◆ **DATA RECORDS**:
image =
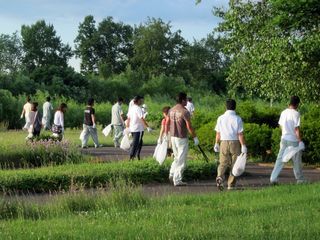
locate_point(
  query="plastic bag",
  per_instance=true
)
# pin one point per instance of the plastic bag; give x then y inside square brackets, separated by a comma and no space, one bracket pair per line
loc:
[125,143]
[289,152]
[107,130]
[240,165]
[162,152]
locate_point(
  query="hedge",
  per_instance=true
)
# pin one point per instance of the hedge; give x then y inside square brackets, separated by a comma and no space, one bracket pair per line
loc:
[64,177]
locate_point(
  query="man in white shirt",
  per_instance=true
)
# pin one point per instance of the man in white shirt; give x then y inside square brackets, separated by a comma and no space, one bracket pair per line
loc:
[290,126]
[46,118]
[229,133]
[136,123]
[190,106]
[117,122]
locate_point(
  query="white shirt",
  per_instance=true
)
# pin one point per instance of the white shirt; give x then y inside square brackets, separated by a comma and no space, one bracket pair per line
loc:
[190,107]
[229,125]
[289,120]
[59,119]
[135,115]
[47,108]
[116,114]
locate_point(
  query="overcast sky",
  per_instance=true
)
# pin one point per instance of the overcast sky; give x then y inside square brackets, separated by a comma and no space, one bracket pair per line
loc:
[195,21]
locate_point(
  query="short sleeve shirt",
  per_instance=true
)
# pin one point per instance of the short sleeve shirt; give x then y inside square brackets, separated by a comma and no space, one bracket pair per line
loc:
[88,112]
[135,115]
[116,114]
[229,125]
[289,121]
[179,116]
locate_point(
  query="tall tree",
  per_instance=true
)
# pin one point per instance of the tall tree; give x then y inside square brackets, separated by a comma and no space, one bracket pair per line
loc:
[42,46]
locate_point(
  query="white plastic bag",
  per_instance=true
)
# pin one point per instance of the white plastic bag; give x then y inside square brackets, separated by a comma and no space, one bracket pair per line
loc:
[107,130]
[162,152]
[289,152]
[240,165]
[125,143]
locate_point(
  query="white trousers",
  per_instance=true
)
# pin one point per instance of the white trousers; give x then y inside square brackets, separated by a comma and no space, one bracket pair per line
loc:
[180,147]
[297,162]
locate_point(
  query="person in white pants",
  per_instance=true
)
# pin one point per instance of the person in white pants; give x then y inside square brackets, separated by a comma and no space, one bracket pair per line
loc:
[290,126]
[179,124]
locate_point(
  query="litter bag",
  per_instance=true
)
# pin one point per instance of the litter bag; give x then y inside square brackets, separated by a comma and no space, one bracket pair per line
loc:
[107,130]
[240,165]
[289,152]
[162,152]
[125,143]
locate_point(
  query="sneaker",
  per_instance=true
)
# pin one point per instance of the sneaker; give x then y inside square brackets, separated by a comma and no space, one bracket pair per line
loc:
[219,182]
[180,184]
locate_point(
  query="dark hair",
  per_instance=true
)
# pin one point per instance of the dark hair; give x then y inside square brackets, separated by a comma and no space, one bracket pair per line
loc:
[137,98]
[90,101]
[231,104]
[62,106]
[181,97]
[34,106]
[166,109]
[294,101]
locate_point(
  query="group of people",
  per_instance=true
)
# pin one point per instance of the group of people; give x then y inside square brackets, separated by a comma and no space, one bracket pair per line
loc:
[175,127]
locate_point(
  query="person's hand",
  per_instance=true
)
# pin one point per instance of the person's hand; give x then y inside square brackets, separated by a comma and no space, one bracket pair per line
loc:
[216,147]
[196,141]
[244,149]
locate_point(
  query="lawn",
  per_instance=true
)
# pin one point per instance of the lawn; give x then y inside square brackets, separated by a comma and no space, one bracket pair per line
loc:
[284,212]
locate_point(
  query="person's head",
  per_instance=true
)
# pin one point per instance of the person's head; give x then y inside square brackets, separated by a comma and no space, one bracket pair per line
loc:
[182,99]
[294,102]
[165,111]
[138,100]
[231,104]
[63,107]
[120,100]
[34,106]
[90,102]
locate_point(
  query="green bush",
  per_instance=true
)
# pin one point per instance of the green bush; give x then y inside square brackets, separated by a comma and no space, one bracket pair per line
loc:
[258,139]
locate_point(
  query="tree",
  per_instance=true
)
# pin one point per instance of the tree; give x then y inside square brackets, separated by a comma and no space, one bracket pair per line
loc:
[156,48]
[42,46]
[10,53]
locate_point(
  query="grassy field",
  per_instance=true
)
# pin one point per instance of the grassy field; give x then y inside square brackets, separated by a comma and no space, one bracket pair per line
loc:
[284,212]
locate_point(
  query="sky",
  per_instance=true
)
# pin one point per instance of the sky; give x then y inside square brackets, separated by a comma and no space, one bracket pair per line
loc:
[195,21]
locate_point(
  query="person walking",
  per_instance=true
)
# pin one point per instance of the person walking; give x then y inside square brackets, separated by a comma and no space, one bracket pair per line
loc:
[117,121]
[25,113]
[136,124]
[230,142]
[46,110]
[89,125]
[289,123]
[58,121]
[178,123]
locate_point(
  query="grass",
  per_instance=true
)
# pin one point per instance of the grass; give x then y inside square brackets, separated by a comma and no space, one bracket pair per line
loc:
[284,212]
[64,177]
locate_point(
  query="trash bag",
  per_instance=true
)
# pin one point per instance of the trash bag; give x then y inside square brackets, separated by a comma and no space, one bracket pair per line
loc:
[162,152]
[126,143]
[107,130]
[240,165]
[289,152]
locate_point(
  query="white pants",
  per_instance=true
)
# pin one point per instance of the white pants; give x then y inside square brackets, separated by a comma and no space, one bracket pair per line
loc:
[87,132]
[297,162]
[180,147]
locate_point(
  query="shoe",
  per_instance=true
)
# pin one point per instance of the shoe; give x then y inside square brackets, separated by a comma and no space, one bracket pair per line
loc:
[180,184]
[219,182]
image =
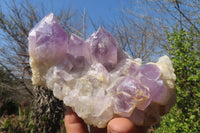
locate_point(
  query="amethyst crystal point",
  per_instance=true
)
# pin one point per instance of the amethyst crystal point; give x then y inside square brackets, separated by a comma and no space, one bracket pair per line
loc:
[48,41]
[104,47]
[78,47]
[47,46]
[97,78]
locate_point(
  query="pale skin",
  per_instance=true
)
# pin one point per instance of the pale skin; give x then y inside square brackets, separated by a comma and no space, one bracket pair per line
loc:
[74,124]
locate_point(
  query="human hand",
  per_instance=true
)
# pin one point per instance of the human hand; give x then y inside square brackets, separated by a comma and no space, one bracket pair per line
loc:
[74,124]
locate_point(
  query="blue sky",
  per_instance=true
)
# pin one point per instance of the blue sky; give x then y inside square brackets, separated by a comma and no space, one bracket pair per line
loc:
[97,10]
[106,9]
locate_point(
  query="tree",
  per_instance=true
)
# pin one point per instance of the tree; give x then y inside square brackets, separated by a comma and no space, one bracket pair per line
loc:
[15,26]
[185,116]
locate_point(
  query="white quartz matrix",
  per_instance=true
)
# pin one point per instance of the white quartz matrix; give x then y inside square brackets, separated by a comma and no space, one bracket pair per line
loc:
[96,78]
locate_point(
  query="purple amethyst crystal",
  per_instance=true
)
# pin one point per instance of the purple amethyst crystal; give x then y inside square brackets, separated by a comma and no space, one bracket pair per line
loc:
[104,47]
[97,78]
[47,36]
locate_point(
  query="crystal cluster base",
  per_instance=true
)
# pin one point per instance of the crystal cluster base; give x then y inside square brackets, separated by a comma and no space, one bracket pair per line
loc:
[98,79]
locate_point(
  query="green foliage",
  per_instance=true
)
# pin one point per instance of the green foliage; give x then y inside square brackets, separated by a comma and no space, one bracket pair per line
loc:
[185,115]
[7,104]
[17,123]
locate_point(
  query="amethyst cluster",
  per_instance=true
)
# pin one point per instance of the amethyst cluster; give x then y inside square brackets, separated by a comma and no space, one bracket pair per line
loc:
[97,78]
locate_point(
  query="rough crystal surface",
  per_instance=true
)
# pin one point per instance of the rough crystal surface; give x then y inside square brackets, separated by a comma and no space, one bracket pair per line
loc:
[98,79]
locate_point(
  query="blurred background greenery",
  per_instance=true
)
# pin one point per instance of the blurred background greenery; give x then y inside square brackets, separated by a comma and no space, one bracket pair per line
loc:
[146,29]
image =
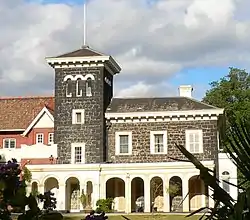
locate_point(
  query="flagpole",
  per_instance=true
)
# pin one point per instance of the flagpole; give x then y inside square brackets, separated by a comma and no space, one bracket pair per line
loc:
[84,23]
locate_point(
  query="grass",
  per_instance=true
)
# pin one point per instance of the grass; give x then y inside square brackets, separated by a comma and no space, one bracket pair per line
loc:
[142,217]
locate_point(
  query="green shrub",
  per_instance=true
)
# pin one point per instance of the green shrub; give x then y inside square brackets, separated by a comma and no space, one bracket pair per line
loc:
[52,216]
[83,199]
[104,205]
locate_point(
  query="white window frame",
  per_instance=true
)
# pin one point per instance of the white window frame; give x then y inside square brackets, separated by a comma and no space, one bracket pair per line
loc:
[74,118]
[37,134]
[117,142]
[73,147]
[198,132]
[50,142]
[67,87]
[77,89]
[86,84]
[9,139]
[152,142]
[225,177]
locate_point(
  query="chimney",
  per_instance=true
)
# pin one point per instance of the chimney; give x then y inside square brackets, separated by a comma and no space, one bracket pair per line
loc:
[185,91]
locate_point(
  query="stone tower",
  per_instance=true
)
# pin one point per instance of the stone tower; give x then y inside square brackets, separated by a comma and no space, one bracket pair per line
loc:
[83,90]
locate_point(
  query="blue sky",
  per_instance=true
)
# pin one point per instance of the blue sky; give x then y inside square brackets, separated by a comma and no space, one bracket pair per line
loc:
[191,43]
[200,76]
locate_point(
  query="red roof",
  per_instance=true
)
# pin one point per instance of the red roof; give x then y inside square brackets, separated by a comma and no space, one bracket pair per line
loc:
[19,112]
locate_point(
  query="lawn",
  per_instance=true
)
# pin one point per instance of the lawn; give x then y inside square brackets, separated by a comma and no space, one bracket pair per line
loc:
[143,217]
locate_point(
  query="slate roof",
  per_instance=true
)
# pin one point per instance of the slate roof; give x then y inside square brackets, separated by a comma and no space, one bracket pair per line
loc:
[156,104]
[19,112]
[83,52]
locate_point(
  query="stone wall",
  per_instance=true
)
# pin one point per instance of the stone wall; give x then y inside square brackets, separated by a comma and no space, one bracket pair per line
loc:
[175,134]
[92,132]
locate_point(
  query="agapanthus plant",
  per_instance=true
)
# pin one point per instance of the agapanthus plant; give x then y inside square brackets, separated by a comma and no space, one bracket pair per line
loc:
[13,194]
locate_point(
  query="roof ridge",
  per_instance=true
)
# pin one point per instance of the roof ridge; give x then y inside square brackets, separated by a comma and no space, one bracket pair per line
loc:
[150,97]
[24,97]
[95,51]
[203,103]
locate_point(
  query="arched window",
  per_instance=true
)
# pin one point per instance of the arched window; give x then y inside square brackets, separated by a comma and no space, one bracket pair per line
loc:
[78,88]
[225,180]
[89,87]
[68,88]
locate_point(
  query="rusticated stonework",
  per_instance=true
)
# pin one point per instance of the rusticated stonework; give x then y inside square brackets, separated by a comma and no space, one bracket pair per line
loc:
[175,134]
[93,132]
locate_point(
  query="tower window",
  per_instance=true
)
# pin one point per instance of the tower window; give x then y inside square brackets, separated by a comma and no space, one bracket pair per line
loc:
[68,88]
[78,116]
[78,88]
[88,87]
[39,138]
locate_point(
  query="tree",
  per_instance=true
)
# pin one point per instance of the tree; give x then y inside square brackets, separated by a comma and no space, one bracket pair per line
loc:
[13,195]
[232,93]
[225,207]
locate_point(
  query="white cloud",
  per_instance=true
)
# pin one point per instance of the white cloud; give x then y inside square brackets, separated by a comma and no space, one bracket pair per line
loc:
[152,43]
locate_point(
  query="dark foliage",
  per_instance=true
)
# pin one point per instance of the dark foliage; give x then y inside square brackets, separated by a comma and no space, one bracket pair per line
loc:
[238,149]
[13,195]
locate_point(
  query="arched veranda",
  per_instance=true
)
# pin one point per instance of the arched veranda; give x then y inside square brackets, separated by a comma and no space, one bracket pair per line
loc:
[137,195]
[156,194]
[115,189]
[72,195]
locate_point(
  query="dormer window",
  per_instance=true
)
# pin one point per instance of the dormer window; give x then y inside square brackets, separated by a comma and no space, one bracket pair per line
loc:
[78,88]
[89,87]
[68,88]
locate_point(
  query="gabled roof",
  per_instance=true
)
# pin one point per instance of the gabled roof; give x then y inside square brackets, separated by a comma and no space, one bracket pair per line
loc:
[83,52]
[156,104]
[19,112]
[22,113]
[45,110]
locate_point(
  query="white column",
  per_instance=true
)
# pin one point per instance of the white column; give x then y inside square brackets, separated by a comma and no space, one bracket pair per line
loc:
[83,189]
[95,195]
[41,188]
[203,195]
[28,189]
[166,195]
[210,200]
[40,191]
[128,194]
[147,190]
[185,190]
[61,198]
[102,188]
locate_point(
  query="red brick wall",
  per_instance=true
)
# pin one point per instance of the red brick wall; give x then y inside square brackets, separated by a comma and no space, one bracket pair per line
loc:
[30,139]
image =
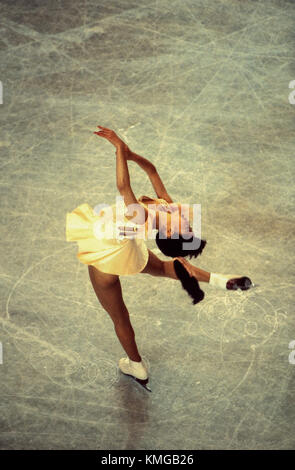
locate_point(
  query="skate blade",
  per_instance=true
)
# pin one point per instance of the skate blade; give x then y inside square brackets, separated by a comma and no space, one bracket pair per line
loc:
[141,382]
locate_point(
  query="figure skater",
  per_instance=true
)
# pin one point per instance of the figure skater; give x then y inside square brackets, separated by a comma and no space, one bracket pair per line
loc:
[108,258]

◆ **WHAT YOU NEED TO DO**:
Gather every line of the rows above that contains the word "short", copying each one in full. Case counts.

◆ **EXERCISE OUTPUT**:
  query="short sleeve shirt",
# pin one point per instance of the short sleeve shirt; give x then y inside square brackets, separated by a comma and no space, one bracket pair per line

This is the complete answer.